▶ _WHAT TO WORK ON_: Please pick out every row below that contains the word "wooden", copying each such row in full. Case counts.

[Image point annotation entries]

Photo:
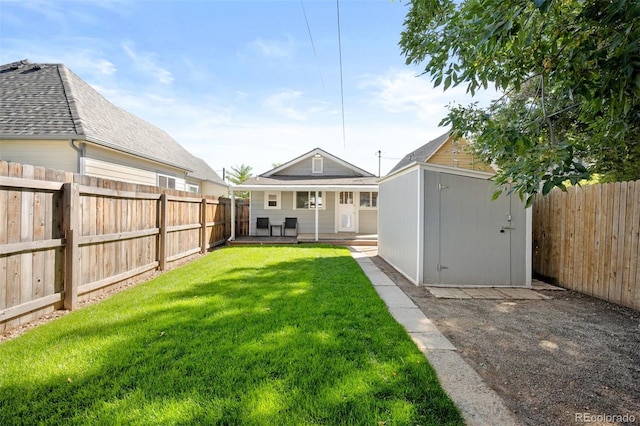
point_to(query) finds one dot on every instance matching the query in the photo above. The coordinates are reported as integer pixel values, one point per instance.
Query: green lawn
(245, 335)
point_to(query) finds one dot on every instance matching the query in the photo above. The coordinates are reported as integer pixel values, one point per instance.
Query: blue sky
(238, 82)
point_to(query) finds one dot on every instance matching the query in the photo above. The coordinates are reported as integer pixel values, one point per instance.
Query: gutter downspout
(317, 215)
(233, 216)
(81, 156)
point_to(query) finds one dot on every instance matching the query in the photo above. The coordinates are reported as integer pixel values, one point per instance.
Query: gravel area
(571, 359)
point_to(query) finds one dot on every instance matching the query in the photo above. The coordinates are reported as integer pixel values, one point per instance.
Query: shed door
(475, 237)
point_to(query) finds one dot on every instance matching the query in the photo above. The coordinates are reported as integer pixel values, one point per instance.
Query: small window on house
(316, 165)
(272, 200)
(165, 181)
(307, 200)
(369, 200)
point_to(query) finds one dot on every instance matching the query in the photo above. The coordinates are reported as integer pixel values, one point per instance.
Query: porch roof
(303, 183)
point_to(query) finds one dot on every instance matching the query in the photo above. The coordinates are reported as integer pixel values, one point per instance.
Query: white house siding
(368, 221)
(108, 164)
(306, 217)
(52, 154)
(398, 211)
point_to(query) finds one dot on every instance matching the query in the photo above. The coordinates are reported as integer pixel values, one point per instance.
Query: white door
(346, 212)
(475, 233)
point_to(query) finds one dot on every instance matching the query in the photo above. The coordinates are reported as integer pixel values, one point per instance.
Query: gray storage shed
(438, 226)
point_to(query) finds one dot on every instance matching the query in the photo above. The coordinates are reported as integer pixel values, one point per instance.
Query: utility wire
(304, 12)
(344, 136)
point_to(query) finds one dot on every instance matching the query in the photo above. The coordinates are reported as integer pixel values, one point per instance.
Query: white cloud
(145, 63)
(282, 103)
(404, 92)
(273, 48)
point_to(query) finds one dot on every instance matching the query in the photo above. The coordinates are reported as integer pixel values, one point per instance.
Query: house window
(316, 164)
(272, 200)
(369, 200)
(165, 181)
(307, 200)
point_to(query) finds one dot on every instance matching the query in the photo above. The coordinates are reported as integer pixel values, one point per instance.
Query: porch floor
(343, 238)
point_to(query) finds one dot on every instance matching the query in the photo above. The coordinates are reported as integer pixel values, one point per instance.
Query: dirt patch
(568, 360)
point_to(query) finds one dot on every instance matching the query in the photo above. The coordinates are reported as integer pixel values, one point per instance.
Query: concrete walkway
(479, 404)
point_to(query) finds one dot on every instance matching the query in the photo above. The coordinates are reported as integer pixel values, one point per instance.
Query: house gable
(447, 151)
(316, 164)
(455, 153)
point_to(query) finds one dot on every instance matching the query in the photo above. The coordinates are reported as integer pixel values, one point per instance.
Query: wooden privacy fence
(588, 239)
(63, 236)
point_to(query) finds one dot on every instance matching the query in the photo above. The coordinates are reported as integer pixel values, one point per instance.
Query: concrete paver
(479, 404)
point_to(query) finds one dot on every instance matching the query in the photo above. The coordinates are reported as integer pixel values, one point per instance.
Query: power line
(344, 136)
(313, 46)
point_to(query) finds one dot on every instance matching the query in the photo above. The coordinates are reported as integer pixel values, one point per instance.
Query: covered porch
(342, 238)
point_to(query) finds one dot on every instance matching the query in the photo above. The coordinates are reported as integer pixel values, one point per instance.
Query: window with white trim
(165, 181)
(369, 200)
(307, 200)
(272, 200)
(317, 164)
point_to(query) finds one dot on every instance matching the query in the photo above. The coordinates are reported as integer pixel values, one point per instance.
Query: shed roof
(49, 100)
(423, 153)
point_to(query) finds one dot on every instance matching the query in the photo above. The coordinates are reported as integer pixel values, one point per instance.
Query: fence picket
(598, 239)
(65, 235)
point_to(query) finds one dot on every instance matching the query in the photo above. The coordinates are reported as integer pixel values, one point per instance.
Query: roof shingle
(44, 100)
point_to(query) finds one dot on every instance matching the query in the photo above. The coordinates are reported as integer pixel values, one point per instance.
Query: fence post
(162, 243)
(72, 249)
(203, 229)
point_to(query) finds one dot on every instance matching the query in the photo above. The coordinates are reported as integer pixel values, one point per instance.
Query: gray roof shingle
(423, 153)
(45, 100)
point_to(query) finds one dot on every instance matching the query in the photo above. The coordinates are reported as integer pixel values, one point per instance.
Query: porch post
(316, 215)
(233, 216)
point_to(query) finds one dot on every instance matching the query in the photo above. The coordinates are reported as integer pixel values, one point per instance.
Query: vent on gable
(316, 164)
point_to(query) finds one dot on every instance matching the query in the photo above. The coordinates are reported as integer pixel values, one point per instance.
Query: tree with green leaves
(569, 72)
(239, 174)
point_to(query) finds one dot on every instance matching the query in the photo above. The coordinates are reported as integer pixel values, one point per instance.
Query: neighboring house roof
(283, 177)
(423, 153)
(50, 101)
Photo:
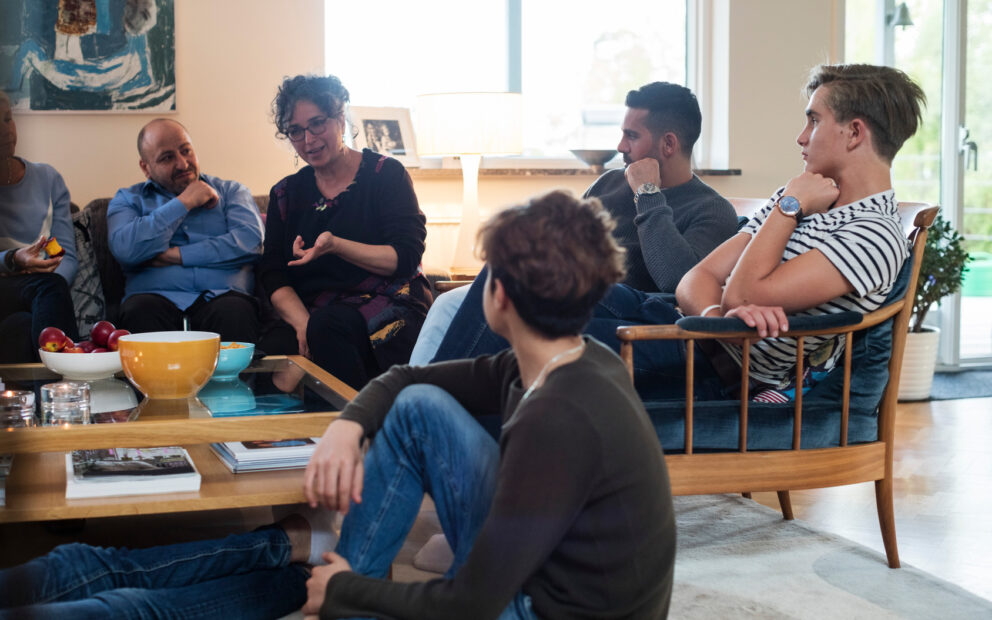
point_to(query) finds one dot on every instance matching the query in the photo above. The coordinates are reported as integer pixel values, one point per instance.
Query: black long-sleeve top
(378, 208)
(582, 516)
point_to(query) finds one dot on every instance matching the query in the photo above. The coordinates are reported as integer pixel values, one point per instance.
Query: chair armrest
(797, 323)
(443, 286)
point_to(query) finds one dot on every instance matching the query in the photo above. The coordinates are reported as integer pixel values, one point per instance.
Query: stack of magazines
(242, 456)
(129, 471)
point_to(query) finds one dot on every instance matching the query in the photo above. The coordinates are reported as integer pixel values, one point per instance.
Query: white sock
(323, 530)
(323, 535)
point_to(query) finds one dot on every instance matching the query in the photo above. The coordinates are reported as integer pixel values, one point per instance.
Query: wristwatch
(646, 188)
(789, 205)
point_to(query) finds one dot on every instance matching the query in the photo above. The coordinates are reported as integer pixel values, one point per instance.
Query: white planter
(918, 363)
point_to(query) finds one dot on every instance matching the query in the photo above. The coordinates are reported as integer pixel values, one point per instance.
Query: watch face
(789, 205)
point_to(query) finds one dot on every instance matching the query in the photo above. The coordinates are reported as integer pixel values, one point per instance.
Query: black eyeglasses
(316, 127)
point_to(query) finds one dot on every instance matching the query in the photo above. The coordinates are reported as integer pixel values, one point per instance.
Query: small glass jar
(66, 402)
(16, 409)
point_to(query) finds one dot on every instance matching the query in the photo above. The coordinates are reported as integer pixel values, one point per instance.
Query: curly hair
(887, 99)
(556, 257)
(327, 93)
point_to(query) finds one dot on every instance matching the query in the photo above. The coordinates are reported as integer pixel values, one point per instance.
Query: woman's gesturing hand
(335, 473)
(324, 244)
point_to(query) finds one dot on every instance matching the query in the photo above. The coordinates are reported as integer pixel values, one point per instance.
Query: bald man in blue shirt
(186, 241)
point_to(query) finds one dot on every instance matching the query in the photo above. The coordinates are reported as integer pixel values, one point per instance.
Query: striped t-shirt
(864, 241)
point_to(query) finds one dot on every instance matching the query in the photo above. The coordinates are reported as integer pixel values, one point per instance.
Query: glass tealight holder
(66, 402)
(16, 409)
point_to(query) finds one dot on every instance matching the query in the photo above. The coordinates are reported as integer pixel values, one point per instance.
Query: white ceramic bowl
(82, 366)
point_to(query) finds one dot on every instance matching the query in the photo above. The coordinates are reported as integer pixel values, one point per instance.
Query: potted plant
(941, 274)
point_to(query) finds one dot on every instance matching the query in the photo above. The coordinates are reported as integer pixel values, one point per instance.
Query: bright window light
(579, 58)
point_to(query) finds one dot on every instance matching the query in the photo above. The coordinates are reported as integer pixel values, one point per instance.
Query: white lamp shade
(470, 123)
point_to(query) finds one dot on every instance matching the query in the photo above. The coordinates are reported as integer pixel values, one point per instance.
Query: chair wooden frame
(745, 471)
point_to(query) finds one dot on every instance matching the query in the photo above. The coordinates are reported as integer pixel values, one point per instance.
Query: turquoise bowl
(230, 362)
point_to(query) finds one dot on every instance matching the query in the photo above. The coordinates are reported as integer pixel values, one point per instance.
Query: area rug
(966, 384)
(739, 559)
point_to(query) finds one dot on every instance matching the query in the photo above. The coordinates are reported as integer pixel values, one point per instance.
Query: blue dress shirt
(218, 245)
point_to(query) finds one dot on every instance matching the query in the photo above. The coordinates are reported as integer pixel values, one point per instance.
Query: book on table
(242, 456)
(129, 471)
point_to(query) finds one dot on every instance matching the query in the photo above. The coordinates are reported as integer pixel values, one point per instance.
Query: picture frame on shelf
(385, 130)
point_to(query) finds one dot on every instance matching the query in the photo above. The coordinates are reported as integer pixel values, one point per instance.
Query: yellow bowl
(169, 364)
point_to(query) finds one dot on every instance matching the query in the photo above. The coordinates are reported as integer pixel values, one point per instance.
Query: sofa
(99, 286)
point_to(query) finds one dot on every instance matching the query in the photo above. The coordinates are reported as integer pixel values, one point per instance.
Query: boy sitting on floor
(569, 514)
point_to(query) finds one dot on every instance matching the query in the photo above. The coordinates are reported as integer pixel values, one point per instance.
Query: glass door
(946, 46)
(968, 36)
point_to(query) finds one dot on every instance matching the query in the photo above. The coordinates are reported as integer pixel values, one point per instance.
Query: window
(578, 58)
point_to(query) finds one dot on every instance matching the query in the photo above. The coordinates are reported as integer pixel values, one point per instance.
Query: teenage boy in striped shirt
(829, 241)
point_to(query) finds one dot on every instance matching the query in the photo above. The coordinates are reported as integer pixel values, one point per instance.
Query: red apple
(53, 339)
(114, 335)
(100, 331)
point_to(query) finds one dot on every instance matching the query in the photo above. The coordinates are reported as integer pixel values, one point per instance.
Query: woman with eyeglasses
(34, 275)
(343, 241)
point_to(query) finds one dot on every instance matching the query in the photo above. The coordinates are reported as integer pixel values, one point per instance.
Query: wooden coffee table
(36, 485)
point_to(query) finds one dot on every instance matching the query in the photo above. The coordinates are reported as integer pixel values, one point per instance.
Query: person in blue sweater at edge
(34, 287)
(186, 242)
(667, 220)
(568, 514)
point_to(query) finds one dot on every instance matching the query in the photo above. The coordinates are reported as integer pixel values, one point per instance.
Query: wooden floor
(943, 504)
(943, 494)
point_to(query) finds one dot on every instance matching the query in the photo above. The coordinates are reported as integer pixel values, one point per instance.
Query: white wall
(230, 57)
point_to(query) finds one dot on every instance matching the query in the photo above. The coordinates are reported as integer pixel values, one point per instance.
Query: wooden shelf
(36, 490)
(456, 173)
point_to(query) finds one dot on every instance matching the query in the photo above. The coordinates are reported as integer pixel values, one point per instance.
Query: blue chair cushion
(716, 422)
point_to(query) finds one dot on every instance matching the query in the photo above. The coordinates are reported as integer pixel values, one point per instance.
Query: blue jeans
(241, 576)
(659, 365)
(442, 312)
(428, 444)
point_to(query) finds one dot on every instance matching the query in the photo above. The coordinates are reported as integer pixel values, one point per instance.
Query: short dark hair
(887, 99)
(141, 133)
(671, 107)
(326, 92)
(556, 257)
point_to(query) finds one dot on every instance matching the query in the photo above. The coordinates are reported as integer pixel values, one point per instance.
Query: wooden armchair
(857, 401)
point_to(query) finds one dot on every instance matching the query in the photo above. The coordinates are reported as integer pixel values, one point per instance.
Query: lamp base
(465, 258)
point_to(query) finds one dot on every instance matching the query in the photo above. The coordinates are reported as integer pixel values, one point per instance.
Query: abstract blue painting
(88, 55)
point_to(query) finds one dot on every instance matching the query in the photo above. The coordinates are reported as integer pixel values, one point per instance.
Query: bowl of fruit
(89, 360)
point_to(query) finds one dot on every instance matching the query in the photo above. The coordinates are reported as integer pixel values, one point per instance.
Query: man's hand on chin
(644, 171)
(317, 584)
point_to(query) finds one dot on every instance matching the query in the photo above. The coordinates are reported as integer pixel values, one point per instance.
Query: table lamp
(469, 125)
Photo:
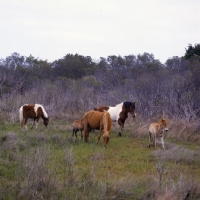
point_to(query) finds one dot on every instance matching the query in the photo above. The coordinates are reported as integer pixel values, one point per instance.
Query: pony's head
(130, 107)
(46, 121)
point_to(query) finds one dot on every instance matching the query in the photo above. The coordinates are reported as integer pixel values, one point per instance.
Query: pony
(157, 130)
(77, 125)
(34, 111)
(119, 113)
(100, 121)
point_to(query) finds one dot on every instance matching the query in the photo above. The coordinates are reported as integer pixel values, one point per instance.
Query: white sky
(50, 29)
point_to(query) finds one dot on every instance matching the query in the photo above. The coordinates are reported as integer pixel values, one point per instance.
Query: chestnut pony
(34, 111)
(119, 113)
(100, 121)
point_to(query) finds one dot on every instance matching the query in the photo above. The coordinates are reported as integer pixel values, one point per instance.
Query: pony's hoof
(120, 134)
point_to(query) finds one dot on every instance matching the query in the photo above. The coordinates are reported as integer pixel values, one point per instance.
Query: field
(51, 164)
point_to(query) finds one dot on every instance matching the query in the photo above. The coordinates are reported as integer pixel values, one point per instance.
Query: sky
(51, 29)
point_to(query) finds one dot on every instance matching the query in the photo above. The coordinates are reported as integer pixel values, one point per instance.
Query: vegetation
(50, 164)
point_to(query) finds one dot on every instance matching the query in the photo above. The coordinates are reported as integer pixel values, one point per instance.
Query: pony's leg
(76, 132)
(81, 134)
(37, 122)
(162, 142)
(154, 140)
(150, 139)
(122, 129)
(99, 136)
(24, 123)
(86, 132)
(73, 132)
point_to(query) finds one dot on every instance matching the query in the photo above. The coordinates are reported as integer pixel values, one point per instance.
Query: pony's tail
(21, 118)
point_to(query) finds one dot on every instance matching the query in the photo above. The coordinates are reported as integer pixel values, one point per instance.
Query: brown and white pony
(34, 111)
(119, 113)
(157, 130)
(100, 121)
(77, 125)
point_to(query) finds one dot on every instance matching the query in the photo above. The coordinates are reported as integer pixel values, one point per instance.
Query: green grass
(50, 164)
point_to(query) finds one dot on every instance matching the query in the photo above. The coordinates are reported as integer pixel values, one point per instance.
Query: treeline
(74, 84)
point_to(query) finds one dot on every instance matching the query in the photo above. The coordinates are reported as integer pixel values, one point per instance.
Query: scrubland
(51, 164)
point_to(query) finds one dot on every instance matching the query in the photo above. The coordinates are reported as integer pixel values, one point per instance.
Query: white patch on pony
(114, 111)
(44, 112)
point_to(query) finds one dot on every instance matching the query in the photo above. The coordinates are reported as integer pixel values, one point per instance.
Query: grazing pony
(157, 130)
(100, 121)
(119, 113)
(34, 111)
(77, 126)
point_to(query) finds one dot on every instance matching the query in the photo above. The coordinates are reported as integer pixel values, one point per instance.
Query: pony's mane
(44, 112)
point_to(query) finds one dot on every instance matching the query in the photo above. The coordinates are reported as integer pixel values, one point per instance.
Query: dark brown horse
(119, 113)
(34, 111)
(100, 121)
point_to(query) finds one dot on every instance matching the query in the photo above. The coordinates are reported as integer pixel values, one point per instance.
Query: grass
(50, 164)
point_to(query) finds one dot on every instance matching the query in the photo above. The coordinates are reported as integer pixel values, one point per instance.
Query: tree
(192, 51)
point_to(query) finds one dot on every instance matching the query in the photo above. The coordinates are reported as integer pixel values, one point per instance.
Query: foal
(157, 130)
(34, 111)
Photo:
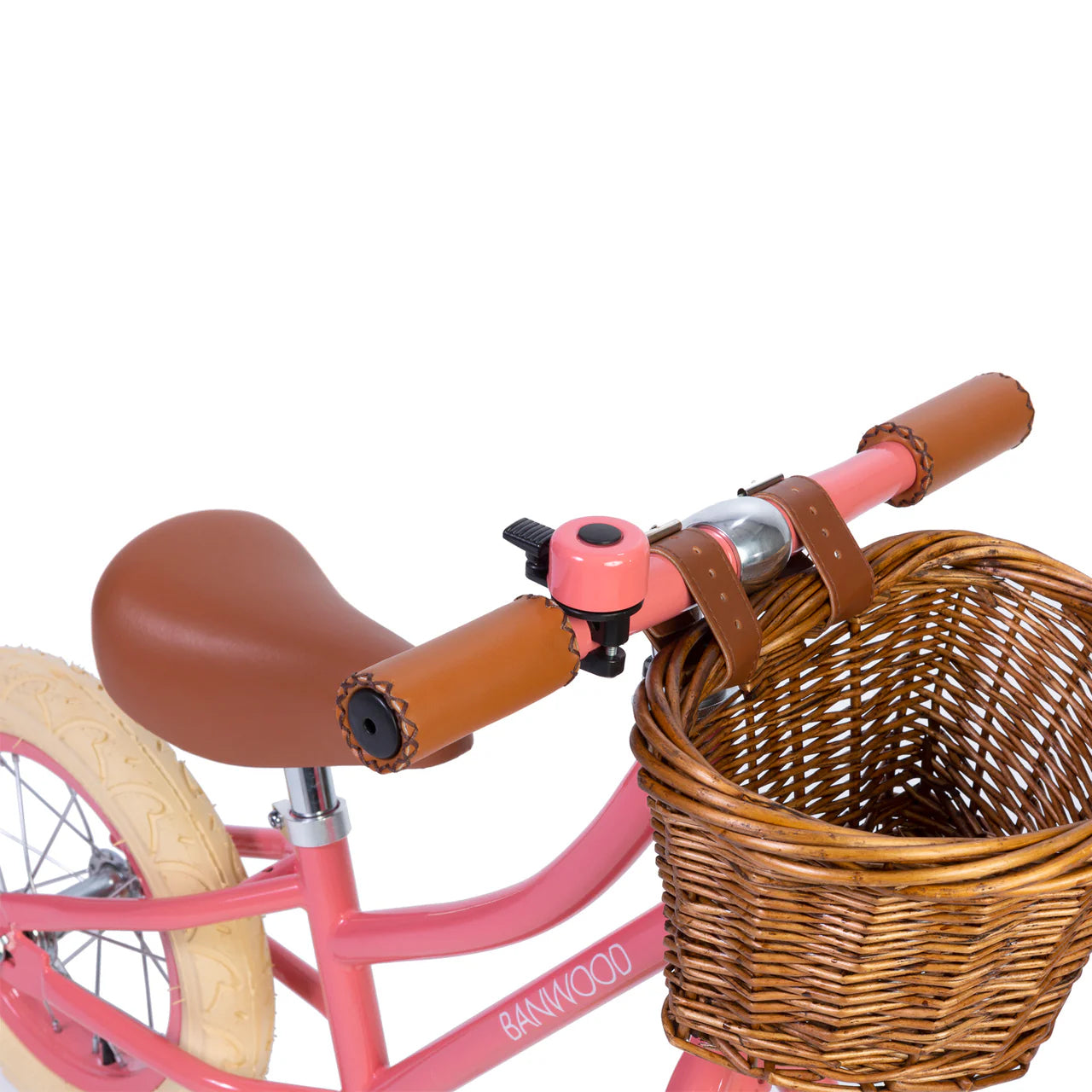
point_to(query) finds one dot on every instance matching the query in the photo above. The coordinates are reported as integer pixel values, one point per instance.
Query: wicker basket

▶ _COMPLETE RESPONSE_:
Query: wooden privacy fence
Query: chair wooden frame
Query: wooden coffee table
Query: wooden floor
Query: wooden shelf
Query: wooden armchair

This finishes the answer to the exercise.